● **What needs to be done**
Pick out every line of the records that contains the word "green" and copy each one, treating uppercase and lowercase as different.

● **Data for processing**

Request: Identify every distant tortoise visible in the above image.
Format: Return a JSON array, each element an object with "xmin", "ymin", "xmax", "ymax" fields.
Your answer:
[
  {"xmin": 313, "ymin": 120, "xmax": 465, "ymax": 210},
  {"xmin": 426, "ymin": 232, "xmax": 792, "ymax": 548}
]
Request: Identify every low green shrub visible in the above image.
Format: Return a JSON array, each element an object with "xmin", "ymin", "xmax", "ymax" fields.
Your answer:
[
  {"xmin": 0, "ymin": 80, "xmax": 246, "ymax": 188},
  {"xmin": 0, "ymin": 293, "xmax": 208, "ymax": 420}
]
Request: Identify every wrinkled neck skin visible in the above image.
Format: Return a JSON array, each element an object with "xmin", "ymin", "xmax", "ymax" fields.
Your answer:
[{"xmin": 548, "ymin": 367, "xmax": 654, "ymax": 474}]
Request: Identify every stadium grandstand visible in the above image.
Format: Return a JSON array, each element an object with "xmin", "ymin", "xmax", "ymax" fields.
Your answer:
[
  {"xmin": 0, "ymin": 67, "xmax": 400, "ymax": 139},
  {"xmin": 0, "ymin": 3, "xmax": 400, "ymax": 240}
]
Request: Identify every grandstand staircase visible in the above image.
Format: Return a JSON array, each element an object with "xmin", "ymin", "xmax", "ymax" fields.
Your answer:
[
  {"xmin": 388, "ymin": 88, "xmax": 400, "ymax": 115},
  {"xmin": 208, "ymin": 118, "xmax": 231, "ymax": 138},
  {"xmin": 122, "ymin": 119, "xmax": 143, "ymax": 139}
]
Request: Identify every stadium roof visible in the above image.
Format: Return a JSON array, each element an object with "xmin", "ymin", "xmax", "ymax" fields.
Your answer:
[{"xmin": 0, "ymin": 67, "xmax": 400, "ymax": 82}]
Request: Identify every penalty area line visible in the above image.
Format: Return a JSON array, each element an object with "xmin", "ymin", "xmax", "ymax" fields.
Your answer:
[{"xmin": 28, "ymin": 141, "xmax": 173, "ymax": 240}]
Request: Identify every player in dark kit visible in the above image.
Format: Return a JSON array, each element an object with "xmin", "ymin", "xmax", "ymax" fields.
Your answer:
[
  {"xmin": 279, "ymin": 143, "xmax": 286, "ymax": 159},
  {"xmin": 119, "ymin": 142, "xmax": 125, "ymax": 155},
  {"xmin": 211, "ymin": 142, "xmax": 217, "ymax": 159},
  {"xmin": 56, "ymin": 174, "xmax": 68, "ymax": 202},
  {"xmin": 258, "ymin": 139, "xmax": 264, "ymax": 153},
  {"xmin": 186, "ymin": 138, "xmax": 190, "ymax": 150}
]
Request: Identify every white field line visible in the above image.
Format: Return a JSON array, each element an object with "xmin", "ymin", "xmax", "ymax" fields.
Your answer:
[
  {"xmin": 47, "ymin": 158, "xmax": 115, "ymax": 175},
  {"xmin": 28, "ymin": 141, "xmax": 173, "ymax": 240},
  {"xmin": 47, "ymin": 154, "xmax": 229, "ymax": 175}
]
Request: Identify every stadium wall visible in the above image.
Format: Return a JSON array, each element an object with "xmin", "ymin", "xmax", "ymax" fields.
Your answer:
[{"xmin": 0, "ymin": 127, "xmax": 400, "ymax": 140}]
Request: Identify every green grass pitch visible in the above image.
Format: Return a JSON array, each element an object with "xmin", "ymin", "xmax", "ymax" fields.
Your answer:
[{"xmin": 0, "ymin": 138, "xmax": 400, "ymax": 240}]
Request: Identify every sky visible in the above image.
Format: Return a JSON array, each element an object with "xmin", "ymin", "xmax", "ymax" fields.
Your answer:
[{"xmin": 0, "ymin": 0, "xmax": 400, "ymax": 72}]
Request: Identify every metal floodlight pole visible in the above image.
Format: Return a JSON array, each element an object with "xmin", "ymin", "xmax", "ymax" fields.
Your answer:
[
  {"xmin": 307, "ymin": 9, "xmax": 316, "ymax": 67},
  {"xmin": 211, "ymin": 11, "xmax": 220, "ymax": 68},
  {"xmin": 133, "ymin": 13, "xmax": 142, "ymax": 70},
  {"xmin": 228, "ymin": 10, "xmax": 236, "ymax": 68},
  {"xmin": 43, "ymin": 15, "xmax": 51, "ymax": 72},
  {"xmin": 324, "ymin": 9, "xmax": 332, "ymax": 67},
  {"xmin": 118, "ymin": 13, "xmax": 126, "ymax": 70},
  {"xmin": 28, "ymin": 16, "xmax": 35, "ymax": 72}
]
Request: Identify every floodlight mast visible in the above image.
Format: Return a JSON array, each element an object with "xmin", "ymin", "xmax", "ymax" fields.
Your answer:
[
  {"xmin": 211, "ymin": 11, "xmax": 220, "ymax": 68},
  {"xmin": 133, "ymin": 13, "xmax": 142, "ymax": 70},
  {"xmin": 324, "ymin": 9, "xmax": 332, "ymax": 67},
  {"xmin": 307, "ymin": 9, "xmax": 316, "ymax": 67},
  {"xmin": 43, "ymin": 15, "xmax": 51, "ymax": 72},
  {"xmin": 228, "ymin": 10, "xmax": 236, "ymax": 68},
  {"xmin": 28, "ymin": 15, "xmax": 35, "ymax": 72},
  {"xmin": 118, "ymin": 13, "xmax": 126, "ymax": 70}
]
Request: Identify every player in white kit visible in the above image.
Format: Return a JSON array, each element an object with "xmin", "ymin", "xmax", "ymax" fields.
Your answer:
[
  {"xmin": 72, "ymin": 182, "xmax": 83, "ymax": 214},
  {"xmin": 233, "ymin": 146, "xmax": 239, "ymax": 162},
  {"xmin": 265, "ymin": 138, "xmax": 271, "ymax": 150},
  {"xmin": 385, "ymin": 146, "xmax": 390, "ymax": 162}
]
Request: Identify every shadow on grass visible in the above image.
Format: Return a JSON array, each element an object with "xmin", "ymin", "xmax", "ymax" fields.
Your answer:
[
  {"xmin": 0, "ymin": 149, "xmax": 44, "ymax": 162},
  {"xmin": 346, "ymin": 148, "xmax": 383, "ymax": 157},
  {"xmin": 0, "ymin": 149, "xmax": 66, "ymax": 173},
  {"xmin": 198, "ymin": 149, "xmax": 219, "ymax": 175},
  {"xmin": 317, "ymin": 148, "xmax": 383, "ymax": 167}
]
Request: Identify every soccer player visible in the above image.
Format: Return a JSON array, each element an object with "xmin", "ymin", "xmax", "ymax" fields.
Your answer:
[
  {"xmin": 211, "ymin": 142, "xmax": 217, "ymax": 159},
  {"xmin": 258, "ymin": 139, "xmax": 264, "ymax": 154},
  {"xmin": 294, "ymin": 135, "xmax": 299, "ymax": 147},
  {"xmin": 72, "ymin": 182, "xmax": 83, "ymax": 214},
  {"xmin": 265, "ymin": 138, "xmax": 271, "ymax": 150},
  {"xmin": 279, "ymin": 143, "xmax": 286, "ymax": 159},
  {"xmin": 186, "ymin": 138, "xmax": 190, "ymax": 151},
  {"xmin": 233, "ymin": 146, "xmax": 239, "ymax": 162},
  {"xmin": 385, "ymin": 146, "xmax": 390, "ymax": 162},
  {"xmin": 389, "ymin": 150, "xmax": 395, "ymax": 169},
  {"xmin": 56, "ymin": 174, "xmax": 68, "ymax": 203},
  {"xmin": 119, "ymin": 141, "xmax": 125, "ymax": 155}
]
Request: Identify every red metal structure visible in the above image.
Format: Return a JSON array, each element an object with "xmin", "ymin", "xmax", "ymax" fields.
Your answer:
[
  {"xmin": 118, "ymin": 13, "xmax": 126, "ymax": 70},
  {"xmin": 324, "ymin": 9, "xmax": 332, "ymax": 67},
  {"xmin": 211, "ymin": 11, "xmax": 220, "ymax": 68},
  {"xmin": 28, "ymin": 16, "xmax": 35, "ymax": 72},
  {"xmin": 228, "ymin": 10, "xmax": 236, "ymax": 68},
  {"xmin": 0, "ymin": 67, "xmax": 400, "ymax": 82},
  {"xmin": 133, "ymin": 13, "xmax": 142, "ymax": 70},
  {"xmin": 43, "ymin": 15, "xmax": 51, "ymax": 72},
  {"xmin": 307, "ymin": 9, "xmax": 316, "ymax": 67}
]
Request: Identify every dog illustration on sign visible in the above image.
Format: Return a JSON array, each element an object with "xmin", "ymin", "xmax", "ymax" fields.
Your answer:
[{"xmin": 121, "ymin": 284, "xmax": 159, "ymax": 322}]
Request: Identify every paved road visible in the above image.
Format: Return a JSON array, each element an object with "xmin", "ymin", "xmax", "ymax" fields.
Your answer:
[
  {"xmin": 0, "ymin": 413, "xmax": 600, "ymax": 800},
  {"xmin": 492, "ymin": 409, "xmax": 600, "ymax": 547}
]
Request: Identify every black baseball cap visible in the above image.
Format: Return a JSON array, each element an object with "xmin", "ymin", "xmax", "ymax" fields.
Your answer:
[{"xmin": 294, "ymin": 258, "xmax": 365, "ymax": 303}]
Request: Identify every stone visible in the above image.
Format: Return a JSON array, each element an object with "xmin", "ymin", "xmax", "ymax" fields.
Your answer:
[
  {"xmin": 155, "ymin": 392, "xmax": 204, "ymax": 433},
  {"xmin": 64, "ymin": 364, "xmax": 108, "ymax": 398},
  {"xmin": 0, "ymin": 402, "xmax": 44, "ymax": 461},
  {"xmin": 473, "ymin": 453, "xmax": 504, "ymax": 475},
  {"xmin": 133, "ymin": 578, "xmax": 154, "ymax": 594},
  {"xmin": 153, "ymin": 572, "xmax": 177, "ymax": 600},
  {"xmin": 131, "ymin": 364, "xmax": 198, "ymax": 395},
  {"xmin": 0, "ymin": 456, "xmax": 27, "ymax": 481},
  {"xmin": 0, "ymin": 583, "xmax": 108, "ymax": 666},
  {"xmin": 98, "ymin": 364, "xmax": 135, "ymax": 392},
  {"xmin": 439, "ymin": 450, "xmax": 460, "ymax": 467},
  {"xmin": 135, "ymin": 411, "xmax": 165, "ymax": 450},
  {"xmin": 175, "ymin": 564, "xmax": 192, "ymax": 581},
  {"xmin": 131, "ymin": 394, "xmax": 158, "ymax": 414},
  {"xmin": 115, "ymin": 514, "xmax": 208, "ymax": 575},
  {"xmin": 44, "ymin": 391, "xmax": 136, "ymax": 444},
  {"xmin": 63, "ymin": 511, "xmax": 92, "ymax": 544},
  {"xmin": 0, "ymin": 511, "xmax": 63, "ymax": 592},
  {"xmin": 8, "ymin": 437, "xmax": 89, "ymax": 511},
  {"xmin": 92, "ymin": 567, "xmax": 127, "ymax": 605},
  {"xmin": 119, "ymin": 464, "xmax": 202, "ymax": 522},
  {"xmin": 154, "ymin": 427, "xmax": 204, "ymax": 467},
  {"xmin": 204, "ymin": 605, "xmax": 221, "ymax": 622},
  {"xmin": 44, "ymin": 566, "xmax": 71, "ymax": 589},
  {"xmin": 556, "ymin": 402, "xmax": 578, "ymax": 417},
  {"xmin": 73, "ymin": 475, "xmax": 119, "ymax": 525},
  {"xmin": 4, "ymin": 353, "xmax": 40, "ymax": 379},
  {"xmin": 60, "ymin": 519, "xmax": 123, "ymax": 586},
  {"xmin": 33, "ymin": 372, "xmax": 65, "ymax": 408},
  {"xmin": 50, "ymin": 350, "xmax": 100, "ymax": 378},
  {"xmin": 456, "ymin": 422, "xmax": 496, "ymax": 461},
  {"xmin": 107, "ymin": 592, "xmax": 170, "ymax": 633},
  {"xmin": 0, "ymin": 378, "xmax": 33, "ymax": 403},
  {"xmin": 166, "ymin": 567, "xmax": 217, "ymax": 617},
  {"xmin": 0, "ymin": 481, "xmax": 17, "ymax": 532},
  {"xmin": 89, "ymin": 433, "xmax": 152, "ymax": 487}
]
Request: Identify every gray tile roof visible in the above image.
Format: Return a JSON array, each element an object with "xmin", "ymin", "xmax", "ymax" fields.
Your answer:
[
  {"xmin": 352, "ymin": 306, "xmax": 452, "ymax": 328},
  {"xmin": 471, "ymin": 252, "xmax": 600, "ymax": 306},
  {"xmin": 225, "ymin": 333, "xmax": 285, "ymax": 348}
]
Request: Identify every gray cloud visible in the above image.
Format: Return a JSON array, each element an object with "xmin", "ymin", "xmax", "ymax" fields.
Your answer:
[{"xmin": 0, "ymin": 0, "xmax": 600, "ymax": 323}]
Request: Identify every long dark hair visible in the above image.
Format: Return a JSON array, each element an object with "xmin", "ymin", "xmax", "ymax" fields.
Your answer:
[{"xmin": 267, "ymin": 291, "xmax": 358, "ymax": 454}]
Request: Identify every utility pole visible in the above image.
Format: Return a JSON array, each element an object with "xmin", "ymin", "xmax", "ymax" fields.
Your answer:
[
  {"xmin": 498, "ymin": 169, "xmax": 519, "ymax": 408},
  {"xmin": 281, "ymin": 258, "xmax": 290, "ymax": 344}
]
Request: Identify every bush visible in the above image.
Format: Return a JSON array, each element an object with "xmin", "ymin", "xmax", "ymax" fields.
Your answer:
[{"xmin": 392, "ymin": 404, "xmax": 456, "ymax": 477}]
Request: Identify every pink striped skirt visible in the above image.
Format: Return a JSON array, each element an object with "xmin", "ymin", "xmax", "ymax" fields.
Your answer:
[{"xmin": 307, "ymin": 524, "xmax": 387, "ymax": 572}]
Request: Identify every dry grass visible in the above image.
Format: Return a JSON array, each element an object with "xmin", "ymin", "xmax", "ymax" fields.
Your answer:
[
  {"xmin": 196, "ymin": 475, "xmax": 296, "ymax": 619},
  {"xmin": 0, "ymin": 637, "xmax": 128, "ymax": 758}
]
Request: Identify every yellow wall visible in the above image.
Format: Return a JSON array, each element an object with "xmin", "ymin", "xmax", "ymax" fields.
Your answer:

● **Task response**
Request: Identify every low green shrub visible in the above image.
Request: Identify every green grass pitch visible in the above image.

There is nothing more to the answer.